Start of Extract
We can be very generous and altruistic when we are sure there is enough to go round, but the moment we think we might have to do without, it shows that we are nowhere near as generous as we thought – the consuming thought is, “It has to be mine!”
Times of plague and pestilence have shown this again and again. A recent article by David Brooks in The New York Times looks at the history of pandemics and warns us, “You may not like who you are about to become.” He speaks about how people get hardened during such times and basic compassion is lost. (We see confirmation of this in the fact that people are stealing hand sanitisers from hospitals!)
Many atheists say that we ought to live our lives in a way which contributes to the greatest good for the greatest number. But if the atheist is right, and God doesn’t exist, then why not adjust your morality (since it isn’t an objective, fixed reality anyway) to doing that which contributes to the greatest good for me?
End of Extract
Start of Data for review
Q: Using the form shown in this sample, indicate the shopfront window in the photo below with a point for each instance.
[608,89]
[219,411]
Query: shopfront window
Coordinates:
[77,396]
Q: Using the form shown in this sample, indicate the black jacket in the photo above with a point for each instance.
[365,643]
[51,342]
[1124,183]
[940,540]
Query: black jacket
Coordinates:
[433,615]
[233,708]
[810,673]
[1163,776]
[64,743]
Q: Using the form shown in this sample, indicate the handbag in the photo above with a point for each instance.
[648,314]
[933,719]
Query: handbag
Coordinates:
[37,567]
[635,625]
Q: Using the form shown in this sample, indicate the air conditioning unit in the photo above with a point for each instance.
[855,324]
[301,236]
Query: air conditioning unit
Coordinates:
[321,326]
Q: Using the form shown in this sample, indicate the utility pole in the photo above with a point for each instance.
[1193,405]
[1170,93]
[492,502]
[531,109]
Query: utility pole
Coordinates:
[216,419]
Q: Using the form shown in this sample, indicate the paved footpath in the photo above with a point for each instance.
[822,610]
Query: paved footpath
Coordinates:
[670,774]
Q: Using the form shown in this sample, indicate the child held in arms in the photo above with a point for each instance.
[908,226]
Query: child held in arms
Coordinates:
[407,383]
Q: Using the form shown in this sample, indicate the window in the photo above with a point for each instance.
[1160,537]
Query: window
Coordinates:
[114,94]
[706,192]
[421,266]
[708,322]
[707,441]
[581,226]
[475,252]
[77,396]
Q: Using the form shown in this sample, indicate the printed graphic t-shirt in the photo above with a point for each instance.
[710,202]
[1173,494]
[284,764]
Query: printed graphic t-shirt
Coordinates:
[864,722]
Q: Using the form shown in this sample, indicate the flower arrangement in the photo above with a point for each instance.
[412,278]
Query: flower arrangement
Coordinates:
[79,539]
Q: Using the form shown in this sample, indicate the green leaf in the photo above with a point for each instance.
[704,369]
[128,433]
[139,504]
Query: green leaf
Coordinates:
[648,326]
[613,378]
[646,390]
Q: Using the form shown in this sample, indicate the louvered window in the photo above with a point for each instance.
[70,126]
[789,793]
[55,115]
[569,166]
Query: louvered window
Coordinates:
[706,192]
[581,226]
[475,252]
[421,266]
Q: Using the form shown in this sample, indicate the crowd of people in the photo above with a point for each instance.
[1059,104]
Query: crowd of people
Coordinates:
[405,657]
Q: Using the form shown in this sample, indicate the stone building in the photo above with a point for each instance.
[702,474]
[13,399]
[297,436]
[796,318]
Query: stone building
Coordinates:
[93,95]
End of Data for review
• _Parts of the exercise_:
(a) Reproduce the passage on generosity and scarcity word for word, starting at "Times of plague" and ending at "sanitisers from hospitals!)".
(b) In the passage on generosity and scarcity, why could someone who accepts the atheist position adjust morality toward the greatest good for oneself? Answer in one to three sentences.
(c) Name every proper noun that appears in the passage on generosity and scarcity.
The data above have no connection to the passage on generosity and scarcity.

• _Expected responses_:
(a)
Times of plague and pestilence have shown this again and again. A recent article by David Brooks in The New York Times looks at the history of pandemics and warns us, “You may not like who you are about to become.” He speaks about how people get hardened during such times and basic compassion is lost. (We see confirmation of this in the fact that people are stealing hand sanitisers from hospitals!)

(b) If the atheist is right and God does not exist, then morality is not an objective, fixed reality. Someone could therefore shift it from the greatest good for the greatest number to the greatest good for "me."

(c) David Brooks, The New York Times, God